> **What is asked**
Update the lines from the one with "target: dirt rut" through the end of the records, replacing "even-odd rule" with "nonzero winding rule" and leaving everything else unchanged.

Outline labeling records
+ + +

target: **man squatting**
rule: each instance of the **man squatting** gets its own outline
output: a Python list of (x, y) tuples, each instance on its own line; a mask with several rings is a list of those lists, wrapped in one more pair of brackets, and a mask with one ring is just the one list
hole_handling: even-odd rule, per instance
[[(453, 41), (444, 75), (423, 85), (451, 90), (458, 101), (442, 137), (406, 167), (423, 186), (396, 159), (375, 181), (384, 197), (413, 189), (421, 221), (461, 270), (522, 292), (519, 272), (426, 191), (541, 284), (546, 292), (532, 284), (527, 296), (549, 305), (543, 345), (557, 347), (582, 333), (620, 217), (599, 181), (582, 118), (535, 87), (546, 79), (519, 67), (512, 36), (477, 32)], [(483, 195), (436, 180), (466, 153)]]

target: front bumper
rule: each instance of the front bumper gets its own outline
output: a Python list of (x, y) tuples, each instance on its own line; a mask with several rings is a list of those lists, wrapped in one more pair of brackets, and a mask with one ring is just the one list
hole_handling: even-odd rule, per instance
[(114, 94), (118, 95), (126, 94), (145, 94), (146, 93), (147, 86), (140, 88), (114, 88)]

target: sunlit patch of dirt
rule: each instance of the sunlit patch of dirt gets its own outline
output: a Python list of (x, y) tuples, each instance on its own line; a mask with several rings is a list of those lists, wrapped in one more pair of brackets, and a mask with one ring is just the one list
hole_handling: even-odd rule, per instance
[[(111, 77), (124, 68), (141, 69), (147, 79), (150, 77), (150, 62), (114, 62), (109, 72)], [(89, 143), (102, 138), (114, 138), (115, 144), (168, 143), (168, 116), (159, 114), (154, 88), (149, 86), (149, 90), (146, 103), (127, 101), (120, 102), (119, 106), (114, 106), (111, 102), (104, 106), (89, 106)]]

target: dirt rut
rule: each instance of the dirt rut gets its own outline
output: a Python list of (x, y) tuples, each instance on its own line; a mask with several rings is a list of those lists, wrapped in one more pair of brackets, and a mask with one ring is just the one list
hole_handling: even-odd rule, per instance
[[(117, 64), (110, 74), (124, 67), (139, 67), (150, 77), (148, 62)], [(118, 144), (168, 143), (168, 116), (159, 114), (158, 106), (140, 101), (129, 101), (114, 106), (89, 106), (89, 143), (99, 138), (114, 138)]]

+ + +

> **Reply**
target: dirt rut
rule: each instance of the dirt rut gets its own outline
output: a Python list of (x, y) tuples, each instance on its own line; a mask with several rings is a list of those lists, wrapped in one more pair of brackets, and a mask with one ring is just the one list
hole_handling: nonzero winding rule, per instance
[[(117, 64), (110, 74), (124, 67), (139, 67), (150, 77), (148, 62)], [(118, 144), (168, 143), (168, 116), (159, 114), (158, 106), (140, 101), (129, 101), (114, 106), (89, 106), (89, 143), (99, 138), (114, 138)]]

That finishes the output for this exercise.